[BEGIN Provided information]
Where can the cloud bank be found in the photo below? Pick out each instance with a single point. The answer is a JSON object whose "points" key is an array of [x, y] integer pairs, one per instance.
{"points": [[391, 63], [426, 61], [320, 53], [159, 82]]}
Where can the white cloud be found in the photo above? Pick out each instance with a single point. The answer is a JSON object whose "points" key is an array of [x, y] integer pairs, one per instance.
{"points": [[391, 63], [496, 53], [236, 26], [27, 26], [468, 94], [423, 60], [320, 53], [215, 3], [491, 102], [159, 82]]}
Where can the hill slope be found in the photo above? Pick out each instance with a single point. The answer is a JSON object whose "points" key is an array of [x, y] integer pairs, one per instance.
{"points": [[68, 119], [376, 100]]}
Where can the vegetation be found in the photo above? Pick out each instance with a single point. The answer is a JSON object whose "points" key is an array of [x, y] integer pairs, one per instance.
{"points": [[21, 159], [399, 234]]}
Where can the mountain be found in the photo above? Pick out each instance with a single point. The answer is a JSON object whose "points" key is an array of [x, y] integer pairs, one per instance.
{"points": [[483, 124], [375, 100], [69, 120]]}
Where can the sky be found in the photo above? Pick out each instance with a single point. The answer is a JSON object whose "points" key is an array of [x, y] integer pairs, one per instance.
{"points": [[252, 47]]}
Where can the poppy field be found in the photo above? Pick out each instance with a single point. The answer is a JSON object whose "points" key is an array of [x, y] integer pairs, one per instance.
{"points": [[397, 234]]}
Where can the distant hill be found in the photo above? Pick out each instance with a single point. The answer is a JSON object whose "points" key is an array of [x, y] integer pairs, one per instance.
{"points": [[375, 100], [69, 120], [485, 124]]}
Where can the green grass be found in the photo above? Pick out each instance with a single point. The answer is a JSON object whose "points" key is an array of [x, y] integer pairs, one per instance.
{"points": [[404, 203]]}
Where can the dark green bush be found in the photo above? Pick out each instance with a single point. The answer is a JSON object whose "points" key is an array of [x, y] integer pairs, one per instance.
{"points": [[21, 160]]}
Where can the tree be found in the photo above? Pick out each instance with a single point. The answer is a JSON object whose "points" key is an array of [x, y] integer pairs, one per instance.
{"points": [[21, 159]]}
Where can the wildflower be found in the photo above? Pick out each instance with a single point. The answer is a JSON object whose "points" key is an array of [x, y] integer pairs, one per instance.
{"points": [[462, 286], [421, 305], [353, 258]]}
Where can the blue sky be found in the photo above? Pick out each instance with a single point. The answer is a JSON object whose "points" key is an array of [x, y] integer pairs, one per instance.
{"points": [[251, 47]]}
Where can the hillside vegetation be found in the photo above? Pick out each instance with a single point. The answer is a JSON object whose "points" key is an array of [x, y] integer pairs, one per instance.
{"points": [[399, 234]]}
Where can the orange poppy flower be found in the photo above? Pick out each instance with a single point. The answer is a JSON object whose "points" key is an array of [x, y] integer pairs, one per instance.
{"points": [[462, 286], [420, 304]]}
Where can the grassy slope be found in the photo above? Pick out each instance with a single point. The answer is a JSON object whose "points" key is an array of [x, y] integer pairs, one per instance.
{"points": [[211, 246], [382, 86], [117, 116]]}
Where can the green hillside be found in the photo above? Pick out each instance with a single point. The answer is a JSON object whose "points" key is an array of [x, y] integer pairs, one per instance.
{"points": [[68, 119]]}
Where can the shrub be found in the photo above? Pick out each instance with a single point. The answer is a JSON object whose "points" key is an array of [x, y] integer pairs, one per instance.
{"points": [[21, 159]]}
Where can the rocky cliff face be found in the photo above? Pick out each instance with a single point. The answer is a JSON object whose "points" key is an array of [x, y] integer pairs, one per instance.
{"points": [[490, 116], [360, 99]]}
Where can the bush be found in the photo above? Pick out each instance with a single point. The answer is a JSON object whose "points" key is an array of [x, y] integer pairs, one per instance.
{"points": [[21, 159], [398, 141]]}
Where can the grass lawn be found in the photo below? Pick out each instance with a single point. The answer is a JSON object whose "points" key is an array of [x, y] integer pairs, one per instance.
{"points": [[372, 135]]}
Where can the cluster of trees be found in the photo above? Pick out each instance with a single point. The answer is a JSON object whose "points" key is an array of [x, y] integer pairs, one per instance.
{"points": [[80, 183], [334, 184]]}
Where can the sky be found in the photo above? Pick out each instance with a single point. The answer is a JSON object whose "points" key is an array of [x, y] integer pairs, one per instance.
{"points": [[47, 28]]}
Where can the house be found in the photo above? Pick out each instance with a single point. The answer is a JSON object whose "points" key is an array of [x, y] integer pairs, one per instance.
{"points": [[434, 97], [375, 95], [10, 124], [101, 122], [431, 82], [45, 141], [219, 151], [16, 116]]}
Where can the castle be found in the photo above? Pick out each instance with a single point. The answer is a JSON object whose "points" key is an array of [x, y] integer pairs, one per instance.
[END Provided information]
Stated goal:
Copy all the records above exactly, missing none.

Answer to this exercise:
Where can the cloud bank be found in the photo below? Pick out each instance with a single point. The answer is a JSON object whose "points" key is an array of [x, y] integer pairs, one per instance.
{"points": [[391, 63], [426, 61], [320, 53], [159, 82]]}
Where can the white cloud be found in the photo above? Pick out each instance with a single point. The answer is a JSON object whose "points" key is an array of [x, y] integer pairs, one per instance.
{"points": [[391, 63], [496, 53], [236, 26], [27, 26], [468, 94], [423, 60], [320, 53], [215, 3], [491, 102], [159, 82]]}
Where can the hill slope be found in the photo above? Pick out each instance with a single point. The answer is a JSON object whose "points" key is an array of [x, y] integer pairs, one per instance.
{"points": [[68, 119], [376, 100]]}
Where can the vegetation be found in the photo above? Pick out each instance with a single point. The answer is a JSON object whose "points" key is an array of [x, y] integer pairs, one per instance.
{"points": [[21, 159], [399, 234]]}
Where can the mountain be found in the photo above? Pick out each instance with a single point. The answer is a JSON object whose "points" key is an array of [x, y] integer pairs, one per instance.
{"points": [[483, 124], [375, 100], [69, 120]]}
Where can the sky be found in the photo above? Pick out each instance with a single point. The answer is a JSON object whose "points" key is an array of [x, y] integer pairs, one per instance.
{"points": [[252, 47]]}
Where can the poppy field be found in the photo above? Pick out each instance with a single point. The answer is a JSON object whose "points" key is an array of [x, y] integer pairs, one per instance.
{"points": [[397, 234]]}
Where can the distant hill be found in the photo above? Pick out each instance with a single point. The answer is a JSON object whose "points" key is an array of [x, y] integer pairs, one per instance.
{"points": [[375, 100], [69, 120], [485, 124]]}
Where can the green grass be found in the photo above? Pick out each instance with a single point. The answer is a JSON object whose "points" key is an array of [x, y] integer pairs, one per instance.
{"points": [[404, 203]]}
Where can the dark green bush be found in the photo above? Pick out each instance with a single point. The answer is a JSON object whose "points" key is an array of [x, y] integer pairs, one per instance.
{"points": [[21, 160]]}
Where can the tree be found in the photo above? Pick out each instance with a single point. The answer is a JSON object whose "points" key is an array of [x, y] integer pairs, one per instance.
{"points": [[21, 159]]}
Where can the wildflower be found in the photo above? Pick out each instance with a single point. The answer is a JSON object whose "points" key is an array of [x, y] integer pairs, one per instance.
{"points": [[462, 286], [421, 305], [353, 258]]}
Where can the blue sky be found in the photo above? Pick out each instance with a single point. The answer is a JSON object whose "points" key is an array of [x, y] integer pairs, one per instance.
{"points": [[251, 47]]}
Where can the hillside vegetation be found in the photo above? Pick out each instance with a single point. The answer is a JSON object whose "points" key is an array of [x, y] integer pairs, one per instance.
{"points": [[399, 234]]}
Where can the orange poppy flower be found in the photo above? Pick out each instance with a single point. The answer is a JSON object whose "points" key is an array of [x, y] integer pairs, one per instance.
{"points": [[462, 286], [420, 304]]}
Where can the grassy slope be found in the photo above? Pick out each instance with a single point. The answer is a JSON object whose "points" key is an array of [x, y] integer pairs, one per instance.
{"points": [[211, 246], [382, 86], [117, 116]]}
Where can the green hillside be found in the photo above? Pick out each instance with a single point. The answer is a JSON object whose "points" key is an array of [x, y] integer pairs, one per instance.
{"points": [[68, 119]]}
Where can the shrub be found in the photo above? Pick out each instance with a single point. The answer is a JSON object whose "points" key is an array of [x, y] integer pairs, one per instance.
{"points": [[21, 159]]}
Where can the rocky cliff face be found in the photo above? Pick out each instance with a single point. The answer is a JSON object whose "points" key is an array of [x, y] integer pairs, one per instance.
{"points": [[490, 116], [360, 99]]}
Where can the bush be found in the photo above? Pick out each instance with a single point. The answer is a JSON object whose "points" key is an array of [x, y] integer pairs, one per instance.
{"points": [[21, 159], [398, 141]]}
Where can the grass lawn be found in the photo below? Pick out each instance with a single point. The answer is a JSON object whose "points" key is an array of [x, y] integer pairs, one per instance.
{"points": [[372, 135]]}
Where can the cluster of trees be found in the photo above? Pick out each instance with a single point. The answer is a JSON object whose "points" key is an array of [x, y] integer pairs, one per instance.
{"points": [[80, 183], [334, 184]]}
Where can the sky be found in the photo above? Pick out each instance with a single point. The answer is a JSON object whose "points" key is an array of [x, y] integer pairs, one per instance.
{"points": [[47, 28]]}
Where can the house be found in the photo above? Pick out each instance with a single point. The answer is a JSON object whose "points" key is an array of [x, y] integer pairs, one per instance.
{"points": [[434, 97], [375, 95], [10, 124], [101, 122], [431, 82], [45, 141], [219, 151], [16, 116]]}
Where can the castle be found in the photo above? Pick out each instance with a single point. The answer is a JSON object whose "points" key is an array of [x, y] integer pairs, one per instance.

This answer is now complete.